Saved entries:

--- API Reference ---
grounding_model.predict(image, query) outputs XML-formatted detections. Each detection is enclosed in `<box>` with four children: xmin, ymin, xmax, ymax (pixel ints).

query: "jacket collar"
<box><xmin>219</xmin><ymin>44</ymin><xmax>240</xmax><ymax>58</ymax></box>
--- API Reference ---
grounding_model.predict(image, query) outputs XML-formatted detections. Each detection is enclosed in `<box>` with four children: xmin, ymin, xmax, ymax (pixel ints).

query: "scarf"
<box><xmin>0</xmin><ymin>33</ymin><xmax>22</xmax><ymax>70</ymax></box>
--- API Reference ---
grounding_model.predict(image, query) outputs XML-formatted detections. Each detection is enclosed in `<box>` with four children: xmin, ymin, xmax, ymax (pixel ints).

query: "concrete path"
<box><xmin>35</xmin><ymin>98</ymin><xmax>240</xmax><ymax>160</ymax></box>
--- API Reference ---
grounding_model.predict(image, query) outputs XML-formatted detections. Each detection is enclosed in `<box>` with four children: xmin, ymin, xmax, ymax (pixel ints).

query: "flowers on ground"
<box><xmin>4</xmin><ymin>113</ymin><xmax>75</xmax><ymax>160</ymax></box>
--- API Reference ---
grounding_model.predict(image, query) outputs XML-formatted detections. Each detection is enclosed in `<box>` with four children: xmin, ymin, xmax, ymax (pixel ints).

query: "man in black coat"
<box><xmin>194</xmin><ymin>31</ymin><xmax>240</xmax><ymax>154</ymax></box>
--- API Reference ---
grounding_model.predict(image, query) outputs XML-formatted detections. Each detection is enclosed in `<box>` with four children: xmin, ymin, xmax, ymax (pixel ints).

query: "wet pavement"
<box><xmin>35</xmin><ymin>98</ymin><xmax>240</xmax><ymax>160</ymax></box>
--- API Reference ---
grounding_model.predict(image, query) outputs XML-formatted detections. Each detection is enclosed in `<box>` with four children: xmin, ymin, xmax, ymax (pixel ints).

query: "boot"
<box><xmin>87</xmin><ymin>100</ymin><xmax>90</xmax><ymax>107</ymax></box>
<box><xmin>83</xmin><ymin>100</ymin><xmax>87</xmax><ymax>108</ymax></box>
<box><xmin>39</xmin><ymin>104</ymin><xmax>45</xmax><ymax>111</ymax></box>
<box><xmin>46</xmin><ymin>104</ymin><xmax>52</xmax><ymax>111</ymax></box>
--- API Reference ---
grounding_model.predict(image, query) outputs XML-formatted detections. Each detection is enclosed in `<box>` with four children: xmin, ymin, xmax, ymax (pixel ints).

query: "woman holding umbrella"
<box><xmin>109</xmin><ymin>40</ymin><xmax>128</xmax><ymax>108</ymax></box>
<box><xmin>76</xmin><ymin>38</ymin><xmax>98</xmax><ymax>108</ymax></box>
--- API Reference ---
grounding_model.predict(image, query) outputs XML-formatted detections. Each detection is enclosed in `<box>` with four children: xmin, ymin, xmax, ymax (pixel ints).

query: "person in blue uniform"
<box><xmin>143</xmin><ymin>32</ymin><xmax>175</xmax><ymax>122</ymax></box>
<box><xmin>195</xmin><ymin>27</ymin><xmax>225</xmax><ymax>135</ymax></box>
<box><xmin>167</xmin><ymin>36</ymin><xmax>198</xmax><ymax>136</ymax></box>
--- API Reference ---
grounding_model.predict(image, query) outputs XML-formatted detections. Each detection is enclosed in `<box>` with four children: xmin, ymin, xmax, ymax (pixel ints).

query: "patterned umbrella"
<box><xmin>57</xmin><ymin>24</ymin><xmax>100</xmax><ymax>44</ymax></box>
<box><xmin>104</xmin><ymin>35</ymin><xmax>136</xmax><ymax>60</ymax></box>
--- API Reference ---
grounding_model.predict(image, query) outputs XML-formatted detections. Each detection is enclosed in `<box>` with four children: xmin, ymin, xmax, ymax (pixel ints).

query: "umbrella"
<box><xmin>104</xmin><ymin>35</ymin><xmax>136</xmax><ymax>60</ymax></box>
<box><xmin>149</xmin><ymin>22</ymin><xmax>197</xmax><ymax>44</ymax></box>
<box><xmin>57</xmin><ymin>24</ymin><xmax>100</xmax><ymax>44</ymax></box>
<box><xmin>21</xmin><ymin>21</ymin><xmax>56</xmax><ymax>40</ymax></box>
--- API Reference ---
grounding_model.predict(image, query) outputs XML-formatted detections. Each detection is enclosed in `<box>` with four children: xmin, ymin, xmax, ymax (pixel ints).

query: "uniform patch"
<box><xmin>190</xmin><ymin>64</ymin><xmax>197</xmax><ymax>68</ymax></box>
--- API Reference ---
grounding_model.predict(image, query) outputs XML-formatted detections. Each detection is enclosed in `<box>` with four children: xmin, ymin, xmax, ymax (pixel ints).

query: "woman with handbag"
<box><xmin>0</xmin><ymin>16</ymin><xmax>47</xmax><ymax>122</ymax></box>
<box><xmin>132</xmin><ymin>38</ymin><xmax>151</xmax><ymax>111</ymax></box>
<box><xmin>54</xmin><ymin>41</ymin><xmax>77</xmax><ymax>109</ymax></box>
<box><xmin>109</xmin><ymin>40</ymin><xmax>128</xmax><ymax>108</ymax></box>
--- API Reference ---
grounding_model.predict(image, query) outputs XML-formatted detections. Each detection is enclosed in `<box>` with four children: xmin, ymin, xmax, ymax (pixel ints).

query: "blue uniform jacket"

• [Task prompt] Each entry must be printed again exactly as given.

• [Written response]
--- API Reference ---
grounding_model.predict(image, query) outputs XML-formatted detections. Each detection is enclosed in `<box>` with four children: xmin, ymin, xmax, ymax (pixel ints).

query: "jacket collar"
<box><xmin>219</xmin><ymin>44</ymin><xmax>240</xmax><ymax>58</ymax></box>
--- API Reference ---
grounding_model.predict(image, query) outputs XML-formatted detections. Each detection is enclosed in `<box>` with four children: xmin, ymin, xmax, ymax (pixel ints).

query: "scarf"
<box><xmin>0</xmin><ymin>33</ymin><xmax>22</xmax><ymax>70</ymax></box>
--- API Reference ---
grounding_model.predict(image, query) outputs XML-formatted detections. Each detection is enclosed in `<box>` with four children: xmin, ymin, xmax, ymax (pixel ints).

query: "concrete path"
<box><xmin>35</xmin><ymin>98</ymin><xmax>240</xmax><ymax>160</ymax></box>
--- API Reference ---
grounding_model.predict(image, query) outputs XML-formatted detections. Each detection is enclosed in `<box>` with four children: xmin, ymin, xmax, ymax (pixel ints).

query: "flowers on ground"
<box><xmin>4</xmin><ymin>113</ymin><xmax>75</xmax><ymax>160</ymax></box>
--- API Reference ---
grounding_model.predict(image, query) outputs XML-formatted detections. Each detection is enclosed in `<box>` with four children: xmin, ymin, xmax, ymax (pixel ints).

query: "man in black coat"
<box><xmin>194</xmin><ymin>31</ymin><xmax>240</xmax><ymax>154</ymax></box>
--- API Reference ---
grounding_model.predict(image, query) outputs XML-formatted detections. Each detection is enclosed in `<box>` with four children: xmin, ymin, xmax, ymax (pixel ints).

query: "wet pavement"
<box><xmin>35</xmin><ymin>98</ymin><xmax>240</xmax><ymax>160</ymax></box>
--- API Reference ---
grounding_model.predict(image, query) outputs XML-formatted detections. Each detection is enclosed in `<box>` with four children: xmin, ymin, xmax, ymax (pixel ints).

query: "boot"
<box><xmin>87</xmin><ymin>100</ymin><xmax>90</xmax><ymax>107</ymax></box>
<box><xmin>83</xmin><ymin>100</ymin><xmax>87</xmax><ymax>108</ymax></box>
<box><xmin>39</xmin><ymin>104</ymin><xmax>45</xmax><ymax>111</ymax></box>
<box><xmin>46</xmin><ymin>104</ymin><xmax>52</xmax><ymax>111</ymax></box>
--- API Reference ---
grounding_model.predict(image, query) outputs XML-formatted detections. Each detection is enclosed in `<box>` with four children: xmin, ymin, xmax, ymax (pixel ints).

query: "woman holding umbrella"
<box><xmin>109</xmin><ymin>40</ymin><xmax>128</xmax><ymax>108</ymax></box>
<box><xmin>76</xmin><ymin>38</ymin><xmax>98</xmax><ymax>108</ymax></box>
--- API Reference ---
grounding_model.predict(image, query) outputs XML-formatted detections. Each detection is enclosed in `<box>` with four children: xmin, ymin, xmax, ymax (pixel ints).

query: "person in blue uniform"
<box><xmin>143</xmin><ymin>32</ymin><xmax>175</xmax><ymax>122</ymax></box>
<box><xmin>195</xmin><ymin>27</ymin><xmax>225</xmax><ymax>135</ymax></box>
<box><xmin>167</xmin><ymin>36</ymin><xmax>198</xmax><ymax>136</ymax></box>
--- API Reference ---
grounding_model.predict(image, query) outputs XML-formatted detections. Each detection is enclosed in `<box>` with four children: xmin, ymin, xmax, ymax (pixel ints).

query: "patterned umbrella"
<box><xmin>57</xmin><ymin>24</ymin><xmax>100</xmax><ymax>44</ymax></box>
<box><xmin>104</xmin><ymin>35</ymin><xmax>136</xmax><ymax>60</ymax></box>
--- API Reference ---
grounding_model.predict(image, query) outputs XML-formatted detections. Each detection is enclosed in `<box>` with four children: xmin, ymin, xmax, ymax (pixel ints).

query: "umbrella"
<box><xmin>104</xmin><ymin>35</ymin><xmax>136</xmax><ymax>60</ymax></box>
<box><xmin>149</xmin><ymin>22</ymin><xmax>197</xmax><ymax>44</ymax></box>
<box><xmin>57</xmin><ymin>24</ymin><xmax>100</xmax><ymax>44</ymax></box>
<box><xmin>21</xmin><ymin>21</ymin><xmax>56</xmax><ymax>40</ymax></box>
--- API Reference ---
grounding_model.predict(image, query) outputs XML-formatted detections. Each detection is enclosed in `<box>` with four children: xmin, ymin, xmax, ymax (pixel ints).

query: "uniform patch"
<box><xmin>190</xmin><ymin>64</ymin><xmax>197</xmax><ymax>68</ymax></box>
--- API Reference ---
grounding_model.predict(image, query) outputs XML-formatted detections. Each detection is enclosed in `<box>` with four children: xmin, ymin, xmax, ymax (pixel ints).

query: "woman with handbag"
<box><xmin>0</xmin><ymin>16</ymin><xmax>47</xmax><ymax>122</ymax></box>
<box><xmin>132</xmin><ymin>38</ymin><xmax>151</xmax><ymax>111</ymax></box>
<box><xmin>54</xmin><ymin>41</ymin><xmax>77</xmax><ymax>109</ymax></box>
<box><xmin>109</xmin><ymin>40</ymin><xmax>128</xmax><ymax>108</ymax></box>
--- API Reference ---
grounding_model.predict(image, query) outputs XML-formatted detections. Each detection is enclosed in `<box>` with four children: xmin, ymin, xmax, ymax (pixel ints).

query: "blue uniform jacket"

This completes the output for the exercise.